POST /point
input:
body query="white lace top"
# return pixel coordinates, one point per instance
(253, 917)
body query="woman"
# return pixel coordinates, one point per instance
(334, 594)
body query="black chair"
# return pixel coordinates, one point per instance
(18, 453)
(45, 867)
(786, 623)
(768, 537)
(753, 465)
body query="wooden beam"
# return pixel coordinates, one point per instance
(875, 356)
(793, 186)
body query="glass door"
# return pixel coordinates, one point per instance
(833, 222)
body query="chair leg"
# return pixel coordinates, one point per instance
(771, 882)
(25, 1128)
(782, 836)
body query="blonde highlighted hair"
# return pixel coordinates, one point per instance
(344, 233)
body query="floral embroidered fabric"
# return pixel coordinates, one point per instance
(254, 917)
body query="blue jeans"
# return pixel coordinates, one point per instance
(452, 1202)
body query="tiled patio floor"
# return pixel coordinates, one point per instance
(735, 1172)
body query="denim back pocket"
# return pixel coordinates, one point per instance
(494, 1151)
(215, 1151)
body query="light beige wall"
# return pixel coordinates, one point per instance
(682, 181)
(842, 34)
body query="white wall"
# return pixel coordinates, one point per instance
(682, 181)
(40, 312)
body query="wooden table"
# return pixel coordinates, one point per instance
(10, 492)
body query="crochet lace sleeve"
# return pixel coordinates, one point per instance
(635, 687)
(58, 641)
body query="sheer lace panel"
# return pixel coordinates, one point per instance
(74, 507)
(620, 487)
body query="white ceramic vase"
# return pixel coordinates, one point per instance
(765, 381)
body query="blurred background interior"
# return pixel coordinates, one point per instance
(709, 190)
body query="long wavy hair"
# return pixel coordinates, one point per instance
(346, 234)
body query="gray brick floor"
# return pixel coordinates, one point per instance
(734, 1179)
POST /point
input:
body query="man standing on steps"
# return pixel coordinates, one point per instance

○ ○ ○ ○

[WORK REQUEST]
Repeat the entries above verbatim.

[TASK ANSWER]
POST /point
input:
body query="white lace top"
# return pixel coordinates, one point per instance
(253, 917)
body query="woman"
# return pixel coordinates, one point per instance
(334, 594)
body query="black chair"
# return pixel coordinates, one point per instance
(18, 453)
(45, 867)
(786, 623)
(768, 537)
(753, 465)
body query="wooden beam"
# return pixel coordinates, one point per instance
(875, 356)
(793, 186)
body query="glass door"
# return pixel coordinates, one point per instance
(833, 222)
body query="chair leg"
# return pixel coordinates, one point per instance
(771, 882)
(25, 1128)
(782, 836)
body query="blonde highlighted hair"
# return pixel coordinates, one point per instance
(344, 233)
body query="floral embroidered fabric"
# return pixel coordinates, one point per instance
(254, 917)
body query="blue jeans"
# return pixel coordinates, one point per instance
(452, 1202)
body query="tiled patio floor"
# return pixel coordinates, one point per instance
(735, 1172)
body query="denim back pocket"
# return pixel coordinates, one point per instance
(494, 1151)
(215, 1151)
body query="light beige wall"
# return pixel coordinates, one point per instance
(682, 181)
(842, 34)
body query="white wall"
# return pixel coordinates, one point per instance
(682, 181)
(40, 312)
body query="wooden table"
# return pixel coordinates, one point per instance
(10, 492)
body query="crochet lace sleeve"
# return pixel coordinates, one point per instance
(635, 687)
(58, 641)
body query="sheer lace panel"
# return pixel coordinates, one point per instance
(74, 507)
(620, 487)
body query="white ceramic vase"
# return pixel coordinates, one point per instance
(765, 381)
body query="blurred background interior"
# return pixel coordinates, one point per instance
(709, 190)
body query="long wavy hair"
# return pixel coordinates, one point per instance
(346, 234)
body query="gray brick floor"
# return pixel coordinates, one point per instance
(734, 1179)
POST /point
input:
body query="man standing on steps"
# return pixel coordinates, one point per instance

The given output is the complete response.